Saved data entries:
——————————

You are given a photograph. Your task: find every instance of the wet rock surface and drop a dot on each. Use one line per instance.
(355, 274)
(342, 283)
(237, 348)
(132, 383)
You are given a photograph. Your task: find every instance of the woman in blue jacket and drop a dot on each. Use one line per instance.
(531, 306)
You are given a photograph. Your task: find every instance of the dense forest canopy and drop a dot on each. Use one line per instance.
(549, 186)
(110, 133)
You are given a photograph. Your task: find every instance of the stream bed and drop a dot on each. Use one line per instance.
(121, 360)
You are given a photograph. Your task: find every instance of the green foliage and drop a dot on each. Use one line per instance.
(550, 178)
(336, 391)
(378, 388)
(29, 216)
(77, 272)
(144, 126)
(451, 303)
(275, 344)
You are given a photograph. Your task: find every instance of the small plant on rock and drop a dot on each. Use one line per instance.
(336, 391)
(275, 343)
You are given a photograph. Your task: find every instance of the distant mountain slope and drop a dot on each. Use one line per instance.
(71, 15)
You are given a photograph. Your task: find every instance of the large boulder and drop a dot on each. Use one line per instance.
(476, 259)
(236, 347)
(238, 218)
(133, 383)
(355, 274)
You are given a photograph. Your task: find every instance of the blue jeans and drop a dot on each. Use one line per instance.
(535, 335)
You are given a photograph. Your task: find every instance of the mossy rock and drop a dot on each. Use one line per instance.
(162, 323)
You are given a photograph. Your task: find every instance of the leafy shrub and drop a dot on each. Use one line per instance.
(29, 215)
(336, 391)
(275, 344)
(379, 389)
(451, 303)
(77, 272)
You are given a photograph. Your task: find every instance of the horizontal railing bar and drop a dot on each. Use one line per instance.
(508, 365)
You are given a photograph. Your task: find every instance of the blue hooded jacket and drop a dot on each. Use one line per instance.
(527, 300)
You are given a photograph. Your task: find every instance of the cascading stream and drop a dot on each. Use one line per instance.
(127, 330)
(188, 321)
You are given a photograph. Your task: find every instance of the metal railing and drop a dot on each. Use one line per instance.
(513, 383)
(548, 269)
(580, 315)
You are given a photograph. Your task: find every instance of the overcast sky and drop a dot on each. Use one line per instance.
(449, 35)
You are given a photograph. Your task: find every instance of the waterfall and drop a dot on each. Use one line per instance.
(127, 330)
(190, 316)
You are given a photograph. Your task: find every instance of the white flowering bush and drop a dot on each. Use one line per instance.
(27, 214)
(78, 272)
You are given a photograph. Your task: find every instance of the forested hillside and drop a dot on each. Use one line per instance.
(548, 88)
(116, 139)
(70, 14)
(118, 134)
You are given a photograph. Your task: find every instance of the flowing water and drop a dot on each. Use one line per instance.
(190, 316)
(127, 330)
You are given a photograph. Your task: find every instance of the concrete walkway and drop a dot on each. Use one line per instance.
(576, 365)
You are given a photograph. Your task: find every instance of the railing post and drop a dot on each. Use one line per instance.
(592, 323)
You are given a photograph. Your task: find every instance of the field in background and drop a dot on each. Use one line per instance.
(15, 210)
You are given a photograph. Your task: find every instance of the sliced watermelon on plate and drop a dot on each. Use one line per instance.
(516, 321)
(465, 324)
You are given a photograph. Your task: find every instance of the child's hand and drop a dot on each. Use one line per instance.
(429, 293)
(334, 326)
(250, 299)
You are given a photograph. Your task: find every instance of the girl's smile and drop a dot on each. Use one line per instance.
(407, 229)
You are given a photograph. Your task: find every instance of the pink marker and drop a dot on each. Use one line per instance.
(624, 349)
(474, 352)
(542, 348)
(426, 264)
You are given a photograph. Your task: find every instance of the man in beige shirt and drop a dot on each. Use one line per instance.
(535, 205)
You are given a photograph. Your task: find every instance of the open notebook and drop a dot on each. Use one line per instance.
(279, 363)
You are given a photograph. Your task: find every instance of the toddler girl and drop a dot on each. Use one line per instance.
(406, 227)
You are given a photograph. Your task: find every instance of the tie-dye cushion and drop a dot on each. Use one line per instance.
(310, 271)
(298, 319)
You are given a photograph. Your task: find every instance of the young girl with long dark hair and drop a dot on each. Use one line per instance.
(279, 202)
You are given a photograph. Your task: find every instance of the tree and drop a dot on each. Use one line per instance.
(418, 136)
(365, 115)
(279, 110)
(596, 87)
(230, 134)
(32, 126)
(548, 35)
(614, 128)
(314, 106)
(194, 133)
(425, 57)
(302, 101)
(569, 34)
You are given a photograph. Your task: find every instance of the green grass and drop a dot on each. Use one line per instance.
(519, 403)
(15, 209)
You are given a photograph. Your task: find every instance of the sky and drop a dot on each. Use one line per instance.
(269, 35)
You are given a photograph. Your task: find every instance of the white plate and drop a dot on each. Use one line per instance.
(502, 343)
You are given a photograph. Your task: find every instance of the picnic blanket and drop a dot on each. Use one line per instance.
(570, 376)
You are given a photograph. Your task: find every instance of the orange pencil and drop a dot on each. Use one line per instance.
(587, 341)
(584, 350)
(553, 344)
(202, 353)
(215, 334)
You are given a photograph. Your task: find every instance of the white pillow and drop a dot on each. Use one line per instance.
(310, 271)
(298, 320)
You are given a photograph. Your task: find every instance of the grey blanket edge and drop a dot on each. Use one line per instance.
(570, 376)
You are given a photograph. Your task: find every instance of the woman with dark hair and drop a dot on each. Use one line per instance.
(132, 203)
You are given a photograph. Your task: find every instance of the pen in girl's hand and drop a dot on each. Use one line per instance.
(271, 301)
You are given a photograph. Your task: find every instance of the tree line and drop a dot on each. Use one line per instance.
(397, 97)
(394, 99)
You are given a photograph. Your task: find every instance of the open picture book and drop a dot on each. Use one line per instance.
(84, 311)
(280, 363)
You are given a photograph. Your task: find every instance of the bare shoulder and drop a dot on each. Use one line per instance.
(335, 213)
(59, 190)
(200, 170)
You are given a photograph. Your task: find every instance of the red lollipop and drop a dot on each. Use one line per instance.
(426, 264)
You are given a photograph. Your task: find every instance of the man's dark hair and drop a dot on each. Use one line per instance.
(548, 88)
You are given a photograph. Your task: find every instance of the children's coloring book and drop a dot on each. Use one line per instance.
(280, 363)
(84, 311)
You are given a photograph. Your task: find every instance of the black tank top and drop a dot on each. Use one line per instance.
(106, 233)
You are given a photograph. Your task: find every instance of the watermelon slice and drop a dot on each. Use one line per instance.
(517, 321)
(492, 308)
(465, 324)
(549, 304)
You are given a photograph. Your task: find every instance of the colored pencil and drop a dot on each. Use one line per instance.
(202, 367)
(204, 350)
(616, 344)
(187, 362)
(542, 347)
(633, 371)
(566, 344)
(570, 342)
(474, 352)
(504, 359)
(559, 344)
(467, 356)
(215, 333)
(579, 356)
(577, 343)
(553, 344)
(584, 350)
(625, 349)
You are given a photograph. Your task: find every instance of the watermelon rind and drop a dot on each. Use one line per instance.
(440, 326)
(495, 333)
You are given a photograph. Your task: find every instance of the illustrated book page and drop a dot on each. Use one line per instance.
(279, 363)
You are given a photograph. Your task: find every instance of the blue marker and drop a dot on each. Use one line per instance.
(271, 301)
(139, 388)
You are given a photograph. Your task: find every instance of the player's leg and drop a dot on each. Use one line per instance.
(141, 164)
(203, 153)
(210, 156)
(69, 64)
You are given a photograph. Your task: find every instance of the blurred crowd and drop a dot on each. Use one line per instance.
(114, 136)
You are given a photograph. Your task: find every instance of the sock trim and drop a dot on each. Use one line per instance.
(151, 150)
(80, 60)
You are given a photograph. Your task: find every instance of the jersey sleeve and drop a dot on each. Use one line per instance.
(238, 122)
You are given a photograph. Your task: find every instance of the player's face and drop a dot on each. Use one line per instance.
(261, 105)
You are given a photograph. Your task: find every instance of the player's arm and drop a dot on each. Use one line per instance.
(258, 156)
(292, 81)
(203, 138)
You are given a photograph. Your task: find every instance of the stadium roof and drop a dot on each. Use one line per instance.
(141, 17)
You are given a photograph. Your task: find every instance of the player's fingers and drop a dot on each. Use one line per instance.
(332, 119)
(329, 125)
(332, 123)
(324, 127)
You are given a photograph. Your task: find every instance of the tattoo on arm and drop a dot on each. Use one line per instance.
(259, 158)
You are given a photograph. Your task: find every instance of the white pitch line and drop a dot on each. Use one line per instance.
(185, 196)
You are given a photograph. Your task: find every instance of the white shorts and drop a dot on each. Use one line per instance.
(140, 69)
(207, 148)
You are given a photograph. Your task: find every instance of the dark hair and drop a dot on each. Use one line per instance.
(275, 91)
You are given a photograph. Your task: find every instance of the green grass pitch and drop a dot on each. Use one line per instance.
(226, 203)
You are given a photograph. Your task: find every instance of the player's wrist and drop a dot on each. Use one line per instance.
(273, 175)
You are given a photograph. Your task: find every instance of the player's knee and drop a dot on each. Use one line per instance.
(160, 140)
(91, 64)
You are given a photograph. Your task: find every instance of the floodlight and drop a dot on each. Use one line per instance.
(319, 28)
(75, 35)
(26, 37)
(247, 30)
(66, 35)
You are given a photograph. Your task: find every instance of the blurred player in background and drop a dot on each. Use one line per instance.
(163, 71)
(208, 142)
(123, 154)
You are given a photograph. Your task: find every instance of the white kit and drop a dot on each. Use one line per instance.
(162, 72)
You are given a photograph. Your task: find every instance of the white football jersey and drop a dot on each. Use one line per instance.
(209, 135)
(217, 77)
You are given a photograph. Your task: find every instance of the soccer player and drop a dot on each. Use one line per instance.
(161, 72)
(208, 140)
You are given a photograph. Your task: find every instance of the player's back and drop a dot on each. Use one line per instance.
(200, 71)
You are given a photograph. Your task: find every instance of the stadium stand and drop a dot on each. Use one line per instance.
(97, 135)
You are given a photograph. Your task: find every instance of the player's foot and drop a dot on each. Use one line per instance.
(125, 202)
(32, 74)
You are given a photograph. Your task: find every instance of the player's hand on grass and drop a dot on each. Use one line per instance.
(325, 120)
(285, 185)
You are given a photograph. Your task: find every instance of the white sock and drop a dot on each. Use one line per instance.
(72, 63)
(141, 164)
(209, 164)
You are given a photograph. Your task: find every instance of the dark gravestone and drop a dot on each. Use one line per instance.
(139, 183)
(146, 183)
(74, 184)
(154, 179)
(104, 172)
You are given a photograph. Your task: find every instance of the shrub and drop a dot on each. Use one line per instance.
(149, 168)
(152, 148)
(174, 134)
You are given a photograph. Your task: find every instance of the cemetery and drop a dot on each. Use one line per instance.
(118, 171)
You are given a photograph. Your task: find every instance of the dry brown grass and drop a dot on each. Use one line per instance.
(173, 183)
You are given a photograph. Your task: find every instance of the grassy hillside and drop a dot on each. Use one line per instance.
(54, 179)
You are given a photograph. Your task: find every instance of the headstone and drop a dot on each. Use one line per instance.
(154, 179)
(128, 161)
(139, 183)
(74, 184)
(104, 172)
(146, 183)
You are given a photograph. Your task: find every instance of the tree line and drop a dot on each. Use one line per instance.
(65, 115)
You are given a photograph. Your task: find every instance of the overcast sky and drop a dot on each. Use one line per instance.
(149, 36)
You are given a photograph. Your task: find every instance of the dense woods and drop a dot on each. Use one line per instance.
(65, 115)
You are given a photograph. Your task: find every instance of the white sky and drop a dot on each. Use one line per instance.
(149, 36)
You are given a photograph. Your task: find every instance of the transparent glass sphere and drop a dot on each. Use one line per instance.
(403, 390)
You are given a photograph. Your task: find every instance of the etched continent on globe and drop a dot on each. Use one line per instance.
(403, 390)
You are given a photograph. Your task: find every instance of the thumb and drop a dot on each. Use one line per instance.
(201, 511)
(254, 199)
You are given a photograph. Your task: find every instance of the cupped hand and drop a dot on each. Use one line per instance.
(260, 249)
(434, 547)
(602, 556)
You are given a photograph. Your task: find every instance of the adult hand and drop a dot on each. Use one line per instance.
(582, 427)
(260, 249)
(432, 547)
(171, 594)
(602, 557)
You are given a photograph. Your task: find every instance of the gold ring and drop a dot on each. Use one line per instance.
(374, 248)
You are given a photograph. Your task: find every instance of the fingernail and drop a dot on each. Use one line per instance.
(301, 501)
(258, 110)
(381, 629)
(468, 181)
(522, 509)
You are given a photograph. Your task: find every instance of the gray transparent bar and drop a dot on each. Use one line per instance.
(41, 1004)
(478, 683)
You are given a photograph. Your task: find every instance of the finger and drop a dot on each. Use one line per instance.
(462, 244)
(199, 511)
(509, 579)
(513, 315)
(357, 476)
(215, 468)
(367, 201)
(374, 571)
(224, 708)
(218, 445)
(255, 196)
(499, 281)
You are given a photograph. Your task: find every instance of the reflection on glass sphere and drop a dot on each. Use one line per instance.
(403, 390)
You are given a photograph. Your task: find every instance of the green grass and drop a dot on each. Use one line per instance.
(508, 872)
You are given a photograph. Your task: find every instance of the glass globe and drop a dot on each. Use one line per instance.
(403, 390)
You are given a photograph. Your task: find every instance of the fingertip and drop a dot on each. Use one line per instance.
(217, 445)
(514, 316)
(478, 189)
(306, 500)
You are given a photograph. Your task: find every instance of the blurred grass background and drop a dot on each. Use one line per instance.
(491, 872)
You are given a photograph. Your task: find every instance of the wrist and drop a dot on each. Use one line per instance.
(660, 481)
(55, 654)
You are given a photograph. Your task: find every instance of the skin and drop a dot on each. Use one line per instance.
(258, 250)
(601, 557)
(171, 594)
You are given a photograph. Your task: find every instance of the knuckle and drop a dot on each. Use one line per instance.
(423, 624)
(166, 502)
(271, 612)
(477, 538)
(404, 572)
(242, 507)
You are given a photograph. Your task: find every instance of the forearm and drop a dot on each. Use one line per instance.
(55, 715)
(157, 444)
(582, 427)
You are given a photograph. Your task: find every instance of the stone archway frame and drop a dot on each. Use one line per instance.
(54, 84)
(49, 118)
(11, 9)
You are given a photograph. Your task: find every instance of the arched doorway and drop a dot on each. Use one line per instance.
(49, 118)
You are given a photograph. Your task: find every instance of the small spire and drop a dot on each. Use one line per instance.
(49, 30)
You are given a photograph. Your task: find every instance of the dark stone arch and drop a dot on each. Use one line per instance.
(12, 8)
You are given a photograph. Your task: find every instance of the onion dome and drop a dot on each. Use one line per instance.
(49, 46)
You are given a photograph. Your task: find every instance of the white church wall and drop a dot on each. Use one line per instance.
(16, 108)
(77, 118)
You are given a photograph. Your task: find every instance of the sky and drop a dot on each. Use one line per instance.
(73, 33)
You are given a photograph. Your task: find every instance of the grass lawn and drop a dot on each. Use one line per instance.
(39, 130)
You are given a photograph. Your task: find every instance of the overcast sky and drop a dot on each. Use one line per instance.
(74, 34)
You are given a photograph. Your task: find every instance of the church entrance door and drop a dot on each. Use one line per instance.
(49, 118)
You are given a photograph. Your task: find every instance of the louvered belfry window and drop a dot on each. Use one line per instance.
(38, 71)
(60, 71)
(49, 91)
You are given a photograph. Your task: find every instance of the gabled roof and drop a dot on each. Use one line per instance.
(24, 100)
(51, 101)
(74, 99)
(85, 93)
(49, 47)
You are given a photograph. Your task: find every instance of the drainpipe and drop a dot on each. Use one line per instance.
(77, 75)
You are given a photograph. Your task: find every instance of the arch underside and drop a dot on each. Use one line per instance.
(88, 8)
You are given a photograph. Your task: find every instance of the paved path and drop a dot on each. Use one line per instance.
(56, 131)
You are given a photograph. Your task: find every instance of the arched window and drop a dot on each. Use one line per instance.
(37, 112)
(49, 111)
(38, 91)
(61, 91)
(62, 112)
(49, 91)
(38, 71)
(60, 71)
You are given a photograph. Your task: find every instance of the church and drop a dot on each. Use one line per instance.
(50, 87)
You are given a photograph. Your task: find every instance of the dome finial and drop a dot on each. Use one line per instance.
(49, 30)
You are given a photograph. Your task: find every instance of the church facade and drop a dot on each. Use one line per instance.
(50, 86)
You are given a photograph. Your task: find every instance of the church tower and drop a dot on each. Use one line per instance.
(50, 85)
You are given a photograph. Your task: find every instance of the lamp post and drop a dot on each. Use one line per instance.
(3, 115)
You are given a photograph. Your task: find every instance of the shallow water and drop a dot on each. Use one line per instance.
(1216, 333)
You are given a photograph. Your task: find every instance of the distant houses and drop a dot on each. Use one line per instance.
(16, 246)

——————————

Task objective – Your answer must consist solely of the lines from the one containing "the arch underside" through the last line of the entries, reproduced exactly.

Answer to the exercise –
You are given a photograph. Your task: find every instance of the arch underside and drop a dot on each. Use one line per instance.
(88, 8)
You are given a photograph. Your task: find every instance of the paved path and drop a dot on each. Use one line per instance.
(56, 131)
You are given a photograph. Your task: find every instance of the arched window and drop a dot on each. Use one line per instance.
(37, 112)
(49, 111)
(38, 91)
(61, 91)
(62, 112)
(49, 91)
(38, 71)
(60, 71)
You are given a photograph. Your task: find every instance of the church and drop a dot on each. Use one line per instance.
(50, 87)
You are given a photograph. Your task: find every instance of the dome finial and drop a dot on each. Use one line per instance.
(49, 30)
You are given a photograph. Your task: find every instance of the church facade and drop a dot on each. Use one line per instance.
(50, 86)
You are given a photograph. Your task: find every instance of the church tower and drop a dot on each. Use one line per instance.
(50, 85)
You are given a photograph. Your task: find every instance of the lamp post and drop a dot on each. Use one line per instance.
(3, 115)
You are given a photograph. Your task: find every instance of the shallow water and drop a dot on each. Use one line per instance.
(1216, 333)
You are given a photograph. Your task: find every instance of the distant houses and drop a dot on each. Use one line per instance.
(16, 246)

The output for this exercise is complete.